[Input Boundary: Start]
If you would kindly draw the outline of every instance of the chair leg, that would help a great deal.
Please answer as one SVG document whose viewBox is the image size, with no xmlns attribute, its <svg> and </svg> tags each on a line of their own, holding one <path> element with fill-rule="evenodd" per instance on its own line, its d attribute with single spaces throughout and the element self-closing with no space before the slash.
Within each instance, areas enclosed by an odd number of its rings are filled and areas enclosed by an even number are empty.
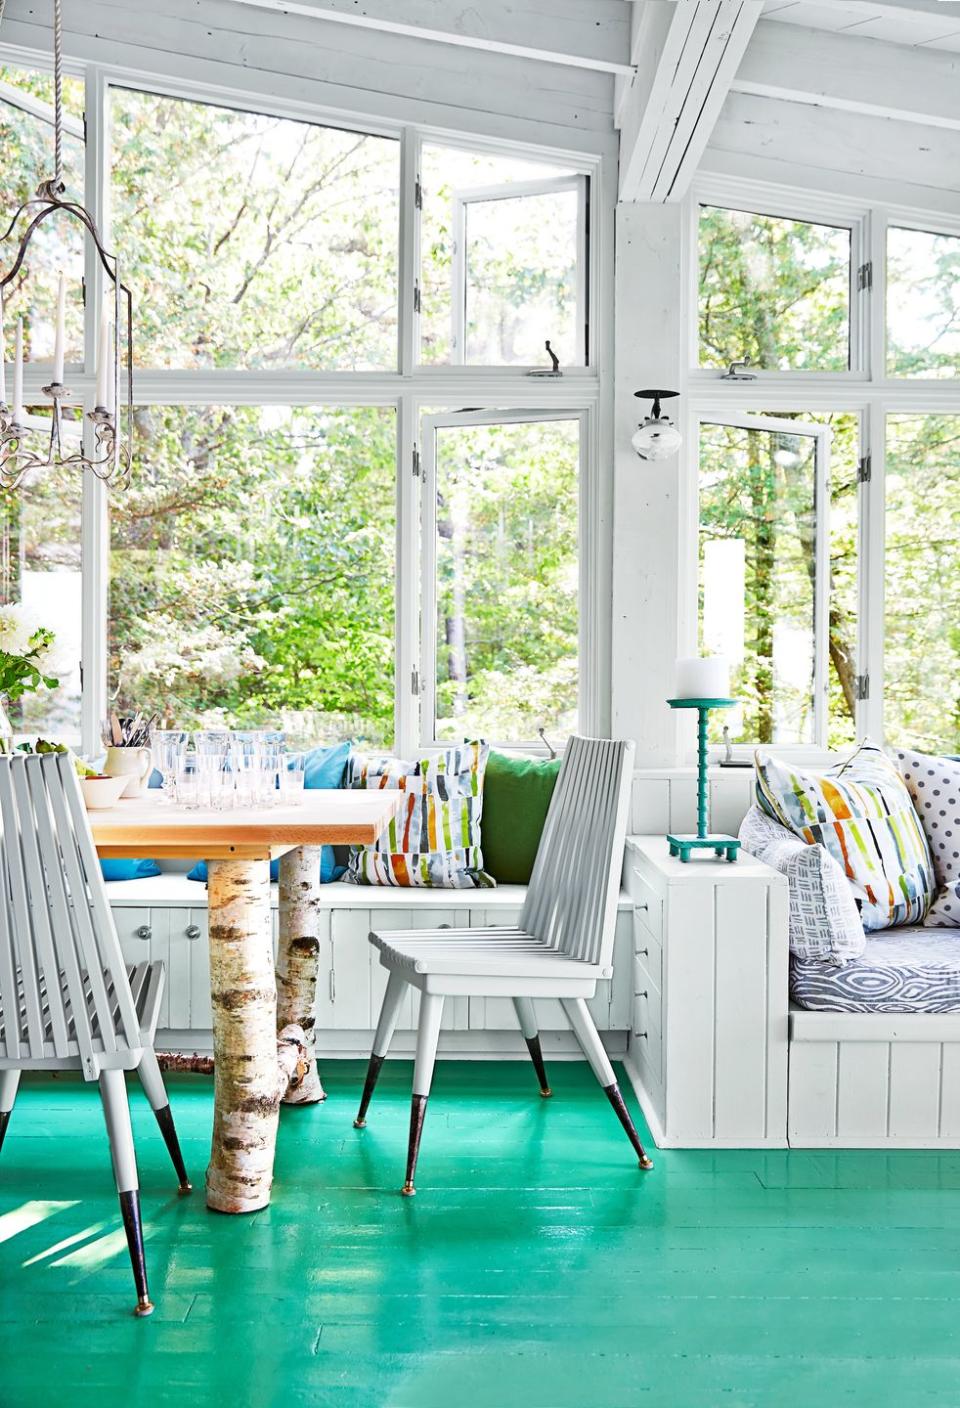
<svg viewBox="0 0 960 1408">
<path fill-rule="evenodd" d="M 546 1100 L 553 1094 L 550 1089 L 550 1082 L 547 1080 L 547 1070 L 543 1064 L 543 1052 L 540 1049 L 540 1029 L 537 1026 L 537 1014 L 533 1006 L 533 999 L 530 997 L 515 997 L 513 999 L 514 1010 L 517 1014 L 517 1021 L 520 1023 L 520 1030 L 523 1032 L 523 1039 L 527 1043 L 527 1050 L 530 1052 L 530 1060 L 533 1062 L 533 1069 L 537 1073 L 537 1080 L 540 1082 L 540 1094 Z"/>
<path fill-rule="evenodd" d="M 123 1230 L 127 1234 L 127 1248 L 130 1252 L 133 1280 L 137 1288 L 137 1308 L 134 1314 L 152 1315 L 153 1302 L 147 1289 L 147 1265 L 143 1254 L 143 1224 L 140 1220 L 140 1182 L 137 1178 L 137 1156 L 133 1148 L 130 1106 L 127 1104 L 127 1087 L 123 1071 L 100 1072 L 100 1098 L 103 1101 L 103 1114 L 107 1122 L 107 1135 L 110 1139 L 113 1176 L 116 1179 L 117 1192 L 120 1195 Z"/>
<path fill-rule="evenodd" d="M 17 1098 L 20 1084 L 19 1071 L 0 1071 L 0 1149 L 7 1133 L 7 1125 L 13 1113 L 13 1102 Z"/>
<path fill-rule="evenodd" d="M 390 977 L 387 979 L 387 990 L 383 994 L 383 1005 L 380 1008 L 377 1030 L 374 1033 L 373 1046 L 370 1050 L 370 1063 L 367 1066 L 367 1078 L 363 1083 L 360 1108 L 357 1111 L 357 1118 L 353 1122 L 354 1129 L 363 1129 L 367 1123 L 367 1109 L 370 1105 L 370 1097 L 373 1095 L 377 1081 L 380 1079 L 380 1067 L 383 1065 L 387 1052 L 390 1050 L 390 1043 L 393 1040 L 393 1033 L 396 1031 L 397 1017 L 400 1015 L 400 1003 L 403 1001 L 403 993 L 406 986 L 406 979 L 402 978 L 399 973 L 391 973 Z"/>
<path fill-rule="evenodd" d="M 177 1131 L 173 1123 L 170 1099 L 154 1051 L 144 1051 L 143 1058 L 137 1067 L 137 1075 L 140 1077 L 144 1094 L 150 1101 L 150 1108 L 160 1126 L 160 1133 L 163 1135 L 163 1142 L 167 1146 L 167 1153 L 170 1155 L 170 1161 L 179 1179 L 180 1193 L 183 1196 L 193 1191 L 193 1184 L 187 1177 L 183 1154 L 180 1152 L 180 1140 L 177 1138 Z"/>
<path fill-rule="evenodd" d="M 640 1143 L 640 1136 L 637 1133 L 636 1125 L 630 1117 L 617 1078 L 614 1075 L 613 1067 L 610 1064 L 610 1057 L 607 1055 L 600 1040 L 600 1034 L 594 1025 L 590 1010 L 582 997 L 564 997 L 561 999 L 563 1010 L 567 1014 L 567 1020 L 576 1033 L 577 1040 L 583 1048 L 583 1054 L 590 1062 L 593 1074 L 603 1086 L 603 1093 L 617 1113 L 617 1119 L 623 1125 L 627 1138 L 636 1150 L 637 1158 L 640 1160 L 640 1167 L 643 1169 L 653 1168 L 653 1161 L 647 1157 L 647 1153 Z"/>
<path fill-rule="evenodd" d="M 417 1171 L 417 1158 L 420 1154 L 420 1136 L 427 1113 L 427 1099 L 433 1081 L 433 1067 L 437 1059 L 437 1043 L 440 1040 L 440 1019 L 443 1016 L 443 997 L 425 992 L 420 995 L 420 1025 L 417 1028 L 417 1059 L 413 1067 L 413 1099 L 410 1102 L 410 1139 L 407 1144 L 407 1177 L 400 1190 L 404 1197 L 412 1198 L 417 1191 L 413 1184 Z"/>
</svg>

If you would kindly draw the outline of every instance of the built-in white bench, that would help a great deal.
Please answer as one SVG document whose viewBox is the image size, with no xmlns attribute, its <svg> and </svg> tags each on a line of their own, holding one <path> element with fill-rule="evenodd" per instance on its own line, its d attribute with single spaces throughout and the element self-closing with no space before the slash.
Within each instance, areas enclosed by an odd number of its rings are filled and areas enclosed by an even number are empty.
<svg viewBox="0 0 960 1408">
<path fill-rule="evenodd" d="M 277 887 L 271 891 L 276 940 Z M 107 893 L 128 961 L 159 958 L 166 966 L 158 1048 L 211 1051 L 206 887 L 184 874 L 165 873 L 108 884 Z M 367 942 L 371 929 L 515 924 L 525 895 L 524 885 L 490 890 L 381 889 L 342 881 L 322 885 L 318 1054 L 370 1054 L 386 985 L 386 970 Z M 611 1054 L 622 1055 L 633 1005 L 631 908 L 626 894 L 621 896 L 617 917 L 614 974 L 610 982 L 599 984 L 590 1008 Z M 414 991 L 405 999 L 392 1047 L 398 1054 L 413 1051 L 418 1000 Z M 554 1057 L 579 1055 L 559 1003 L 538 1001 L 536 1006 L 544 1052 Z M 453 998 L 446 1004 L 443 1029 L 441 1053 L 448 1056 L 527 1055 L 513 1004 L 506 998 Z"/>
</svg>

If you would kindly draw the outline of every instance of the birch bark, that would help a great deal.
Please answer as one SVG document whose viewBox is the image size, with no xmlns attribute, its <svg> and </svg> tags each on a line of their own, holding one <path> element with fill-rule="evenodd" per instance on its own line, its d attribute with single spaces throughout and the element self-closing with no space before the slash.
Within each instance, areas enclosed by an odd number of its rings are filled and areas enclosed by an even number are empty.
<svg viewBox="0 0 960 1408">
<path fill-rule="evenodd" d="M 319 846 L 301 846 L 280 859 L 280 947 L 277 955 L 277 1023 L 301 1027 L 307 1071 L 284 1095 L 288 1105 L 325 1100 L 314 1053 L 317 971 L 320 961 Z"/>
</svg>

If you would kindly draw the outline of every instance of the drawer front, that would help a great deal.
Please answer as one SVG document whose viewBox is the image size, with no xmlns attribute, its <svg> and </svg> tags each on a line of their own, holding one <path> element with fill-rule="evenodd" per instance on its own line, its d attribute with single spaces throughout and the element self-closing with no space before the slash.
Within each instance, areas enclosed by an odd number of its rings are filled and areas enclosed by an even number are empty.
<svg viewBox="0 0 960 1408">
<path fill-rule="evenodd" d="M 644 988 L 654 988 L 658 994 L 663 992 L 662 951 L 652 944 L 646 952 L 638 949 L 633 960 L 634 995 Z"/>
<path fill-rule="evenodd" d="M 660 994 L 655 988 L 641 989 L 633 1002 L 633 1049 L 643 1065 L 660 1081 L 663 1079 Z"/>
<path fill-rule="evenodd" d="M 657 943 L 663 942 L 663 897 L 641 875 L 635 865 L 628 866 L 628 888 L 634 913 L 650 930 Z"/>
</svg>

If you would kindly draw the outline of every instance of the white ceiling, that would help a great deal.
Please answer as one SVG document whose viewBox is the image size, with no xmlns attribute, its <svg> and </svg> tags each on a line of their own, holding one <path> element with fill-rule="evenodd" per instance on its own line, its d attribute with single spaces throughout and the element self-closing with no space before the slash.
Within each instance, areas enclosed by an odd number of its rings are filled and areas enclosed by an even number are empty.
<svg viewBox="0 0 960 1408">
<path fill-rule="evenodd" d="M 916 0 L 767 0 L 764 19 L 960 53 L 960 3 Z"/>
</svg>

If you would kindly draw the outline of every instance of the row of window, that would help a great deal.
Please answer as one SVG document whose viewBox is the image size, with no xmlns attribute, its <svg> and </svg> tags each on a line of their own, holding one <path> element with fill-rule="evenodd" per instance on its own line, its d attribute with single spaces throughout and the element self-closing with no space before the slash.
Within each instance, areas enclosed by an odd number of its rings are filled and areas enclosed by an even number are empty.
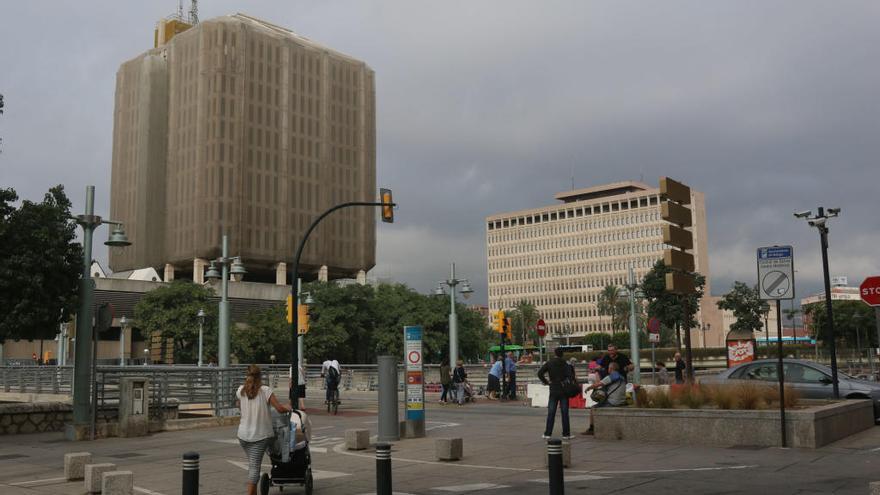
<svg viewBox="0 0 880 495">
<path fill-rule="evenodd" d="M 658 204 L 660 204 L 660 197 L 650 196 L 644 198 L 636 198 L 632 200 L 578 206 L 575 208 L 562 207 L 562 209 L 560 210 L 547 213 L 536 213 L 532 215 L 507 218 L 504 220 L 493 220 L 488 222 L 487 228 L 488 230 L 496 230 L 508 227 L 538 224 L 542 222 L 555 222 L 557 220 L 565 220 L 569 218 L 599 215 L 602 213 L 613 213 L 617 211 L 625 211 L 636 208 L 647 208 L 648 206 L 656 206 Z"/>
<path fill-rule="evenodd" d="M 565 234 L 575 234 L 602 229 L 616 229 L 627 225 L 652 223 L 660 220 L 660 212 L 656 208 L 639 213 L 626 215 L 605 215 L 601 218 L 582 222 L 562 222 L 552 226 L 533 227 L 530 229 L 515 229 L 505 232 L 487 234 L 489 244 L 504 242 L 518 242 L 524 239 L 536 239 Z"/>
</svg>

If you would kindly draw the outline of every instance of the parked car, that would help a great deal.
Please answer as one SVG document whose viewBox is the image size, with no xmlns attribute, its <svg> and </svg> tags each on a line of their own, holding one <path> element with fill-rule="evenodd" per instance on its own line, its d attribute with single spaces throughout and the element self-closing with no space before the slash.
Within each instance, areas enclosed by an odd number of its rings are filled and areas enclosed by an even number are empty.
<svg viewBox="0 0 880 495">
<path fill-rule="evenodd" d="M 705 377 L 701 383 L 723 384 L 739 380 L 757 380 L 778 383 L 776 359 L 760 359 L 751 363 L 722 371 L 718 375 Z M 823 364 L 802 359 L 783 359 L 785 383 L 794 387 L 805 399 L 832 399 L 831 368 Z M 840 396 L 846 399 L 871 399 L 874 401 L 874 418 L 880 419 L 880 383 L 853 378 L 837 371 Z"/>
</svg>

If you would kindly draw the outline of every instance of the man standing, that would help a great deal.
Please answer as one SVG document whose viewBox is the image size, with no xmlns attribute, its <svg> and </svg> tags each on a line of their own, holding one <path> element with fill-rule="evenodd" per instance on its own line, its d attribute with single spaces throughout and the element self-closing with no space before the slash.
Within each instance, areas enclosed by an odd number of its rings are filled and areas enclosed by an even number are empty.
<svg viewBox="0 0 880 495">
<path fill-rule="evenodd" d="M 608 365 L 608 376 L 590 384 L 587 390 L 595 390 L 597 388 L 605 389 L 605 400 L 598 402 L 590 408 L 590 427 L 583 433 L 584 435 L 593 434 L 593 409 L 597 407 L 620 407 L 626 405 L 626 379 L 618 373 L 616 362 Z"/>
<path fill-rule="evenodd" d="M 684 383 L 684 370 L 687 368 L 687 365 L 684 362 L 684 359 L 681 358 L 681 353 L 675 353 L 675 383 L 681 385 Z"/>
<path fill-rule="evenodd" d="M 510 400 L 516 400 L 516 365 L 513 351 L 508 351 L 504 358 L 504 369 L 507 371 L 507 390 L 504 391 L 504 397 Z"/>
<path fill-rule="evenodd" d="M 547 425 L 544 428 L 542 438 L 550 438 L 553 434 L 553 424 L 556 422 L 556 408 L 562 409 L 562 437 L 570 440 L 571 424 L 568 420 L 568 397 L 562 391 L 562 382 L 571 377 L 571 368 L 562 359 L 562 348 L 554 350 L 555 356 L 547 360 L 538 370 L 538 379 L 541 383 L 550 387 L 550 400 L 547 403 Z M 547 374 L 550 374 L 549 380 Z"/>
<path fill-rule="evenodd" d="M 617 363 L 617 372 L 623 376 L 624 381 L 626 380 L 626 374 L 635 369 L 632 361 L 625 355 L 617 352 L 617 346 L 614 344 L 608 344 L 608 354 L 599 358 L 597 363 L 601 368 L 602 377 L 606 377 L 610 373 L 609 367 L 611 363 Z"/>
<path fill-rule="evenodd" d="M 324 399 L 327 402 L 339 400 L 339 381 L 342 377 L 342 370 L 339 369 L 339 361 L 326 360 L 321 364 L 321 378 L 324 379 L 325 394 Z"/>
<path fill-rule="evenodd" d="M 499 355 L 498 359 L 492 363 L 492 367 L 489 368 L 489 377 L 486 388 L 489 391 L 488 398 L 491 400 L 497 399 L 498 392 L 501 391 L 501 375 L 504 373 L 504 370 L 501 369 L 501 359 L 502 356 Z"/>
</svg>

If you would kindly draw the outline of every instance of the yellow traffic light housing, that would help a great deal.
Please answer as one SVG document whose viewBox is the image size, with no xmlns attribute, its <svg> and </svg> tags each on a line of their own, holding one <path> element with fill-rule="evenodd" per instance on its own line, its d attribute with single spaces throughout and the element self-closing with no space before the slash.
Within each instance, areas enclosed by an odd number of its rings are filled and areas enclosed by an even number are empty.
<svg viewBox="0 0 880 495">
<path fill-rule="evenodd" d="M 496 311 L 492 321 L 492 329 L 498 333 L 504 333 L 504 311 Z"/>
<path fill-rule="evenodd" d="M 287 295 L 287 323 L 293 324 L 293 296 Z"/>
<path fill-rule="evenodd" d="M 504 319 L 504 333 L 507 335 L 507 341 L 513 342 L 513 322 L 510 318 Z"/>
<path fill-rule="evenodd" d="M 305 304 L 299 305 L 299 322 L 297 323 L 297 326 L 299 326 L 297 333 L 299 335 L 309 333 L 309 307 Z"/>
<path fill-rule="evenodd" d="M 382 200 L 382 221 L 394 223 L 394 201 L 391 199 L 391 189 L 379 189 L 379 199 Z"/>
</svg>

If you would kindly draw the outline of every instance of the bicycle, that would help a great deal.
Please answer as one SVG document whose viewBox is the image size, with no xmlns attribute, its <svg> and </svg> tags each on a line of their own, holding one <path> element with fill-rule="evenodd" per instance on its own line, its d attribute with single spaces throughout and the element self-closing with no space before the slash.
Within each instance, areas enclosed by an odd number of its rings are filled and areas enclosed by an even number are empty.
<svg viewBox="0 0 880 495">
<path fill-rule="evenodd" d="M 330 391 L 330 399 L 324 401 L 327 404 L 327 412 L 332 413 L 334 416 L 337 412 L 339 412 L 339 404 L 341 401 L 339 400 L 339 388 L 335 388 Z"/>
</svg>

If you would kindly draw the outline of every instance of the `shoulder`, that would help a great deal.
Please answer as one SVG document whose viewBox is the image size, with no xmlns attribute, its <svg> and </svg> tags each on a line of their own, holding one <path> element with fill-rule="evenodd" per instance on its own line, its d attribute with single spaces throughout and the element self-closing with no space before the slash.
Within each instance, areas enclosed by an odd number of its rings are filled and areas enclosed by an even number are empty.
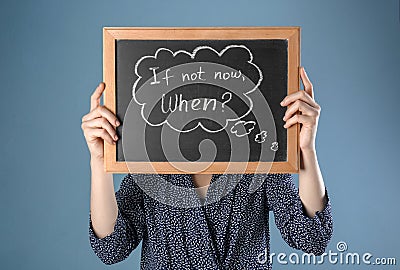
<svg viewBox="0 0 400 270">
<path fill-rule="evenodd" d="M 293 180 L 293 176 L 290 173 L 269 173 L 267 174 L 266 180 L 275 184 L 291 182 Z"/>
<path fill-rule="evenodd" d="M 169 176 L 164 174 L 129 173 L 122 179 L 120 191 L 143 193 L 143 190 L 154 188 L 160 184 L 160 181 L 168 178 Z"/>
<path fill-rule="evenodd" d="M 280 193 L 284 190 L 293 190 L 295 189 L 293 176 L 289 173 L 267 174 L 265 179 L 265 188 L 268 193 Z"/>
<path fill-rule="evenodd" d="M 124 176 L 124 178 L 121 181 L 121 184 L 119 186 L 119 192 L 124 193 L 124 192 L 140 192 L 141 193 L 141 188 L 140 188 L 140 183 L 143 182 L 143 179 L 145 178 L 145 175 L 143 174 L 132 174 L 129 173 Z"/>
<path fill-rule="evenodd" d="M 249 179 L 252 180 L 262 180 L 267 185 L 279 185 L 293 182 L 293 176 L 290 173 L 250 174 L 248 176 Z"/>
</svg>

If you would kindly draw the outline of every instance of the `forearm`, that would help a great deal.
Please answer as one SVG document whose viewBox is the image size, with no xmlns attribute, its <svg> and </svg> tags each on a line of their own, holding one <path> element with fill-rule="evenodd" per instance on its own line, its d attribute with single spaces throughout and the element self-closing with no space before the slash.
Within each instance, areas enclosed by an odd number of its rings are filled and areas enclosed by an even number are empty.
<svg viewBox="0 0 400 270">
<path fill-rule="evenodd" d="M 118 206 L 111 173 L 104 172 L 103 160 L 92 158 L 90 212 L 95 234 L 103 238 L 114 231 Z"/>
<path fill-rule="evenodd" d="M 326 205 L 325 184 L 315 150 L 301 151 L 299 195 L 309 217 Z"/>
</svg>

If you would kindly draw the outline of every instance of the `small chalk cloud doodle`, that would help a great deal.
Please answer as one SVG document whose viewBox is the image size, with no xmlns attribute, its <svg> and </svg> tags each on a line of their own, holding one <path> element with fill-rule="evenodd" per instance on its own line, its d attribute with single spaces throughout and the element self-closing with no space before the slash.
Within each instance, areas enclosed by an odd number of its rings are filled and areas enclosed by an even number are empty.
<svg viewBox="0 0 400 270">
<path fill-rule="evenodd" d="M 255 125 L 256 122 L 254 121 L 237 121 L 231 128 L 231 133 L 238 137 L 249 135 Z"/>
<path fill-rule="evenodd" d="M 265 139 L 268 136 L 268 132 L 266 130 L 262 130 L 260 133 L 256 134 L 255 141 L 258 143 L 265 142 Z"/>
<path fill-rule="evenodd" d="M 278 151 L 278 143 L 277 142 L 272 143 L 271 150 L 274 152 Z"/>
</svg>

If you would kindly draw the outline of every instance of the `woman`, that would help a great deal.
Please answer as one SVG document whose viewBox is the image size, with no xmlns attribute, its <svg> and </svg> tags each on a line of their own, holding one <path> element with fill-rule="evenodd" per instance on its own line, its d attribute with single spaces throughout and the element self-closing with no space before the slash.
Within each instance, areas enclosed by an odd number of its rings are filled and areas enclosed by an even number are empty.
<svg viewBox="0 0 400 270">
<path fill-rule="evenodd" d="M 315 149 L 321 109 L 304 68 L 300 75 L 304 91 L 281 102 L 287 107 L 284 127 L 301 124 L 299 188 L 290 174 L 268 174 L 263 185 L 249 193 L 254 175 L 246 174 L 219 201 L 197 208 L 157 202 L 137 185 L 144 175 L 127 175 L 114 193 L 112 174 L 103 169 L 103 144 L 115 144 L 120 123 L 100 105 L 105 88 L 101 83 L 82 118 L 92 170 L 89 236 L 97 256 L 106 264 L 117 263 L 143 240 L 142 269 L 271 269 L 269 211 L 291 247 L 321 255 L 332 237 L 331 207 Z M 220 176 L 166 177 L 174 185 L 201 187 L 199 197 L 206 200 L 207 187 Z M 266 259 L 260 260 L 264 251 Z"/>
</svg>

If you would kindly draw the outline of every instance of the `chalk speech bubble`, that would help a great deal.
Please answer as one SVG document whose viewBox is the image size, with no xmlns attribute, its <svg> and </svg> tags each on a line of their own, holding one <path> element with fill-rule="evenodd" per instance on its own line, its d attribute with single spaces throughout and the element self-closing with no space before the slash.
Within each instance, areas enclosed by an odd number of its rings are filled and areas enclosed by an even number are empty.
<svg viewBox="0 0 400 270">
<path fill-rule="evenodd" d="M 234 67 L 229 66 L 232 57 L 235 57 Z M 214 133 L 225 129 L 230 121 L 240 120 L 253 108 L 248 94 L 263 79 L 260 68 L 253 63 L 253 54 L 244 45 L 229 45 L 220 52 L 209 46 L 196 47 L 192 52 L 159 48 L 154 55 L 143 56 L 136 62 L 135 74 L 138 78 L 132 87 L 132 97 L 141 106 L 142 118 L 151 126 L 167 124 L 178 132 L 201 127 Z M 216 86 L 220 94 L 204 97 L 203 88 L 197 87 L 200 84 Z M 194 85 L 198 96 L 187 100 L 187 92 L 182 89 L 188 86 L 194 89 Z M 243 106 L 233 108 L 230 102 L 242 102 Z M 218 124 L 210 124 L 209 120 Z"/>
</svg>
[Input Boundary: End]
» Task statement
Please filter the entries for the word "white" and copy the lines that have it.

» Written reply
If you would kindly draw the outline of every instance of the built-in white bench, that would help a great deal.
If you would kindly draw the outline of every instance of the white ceiling, that would help a great deal.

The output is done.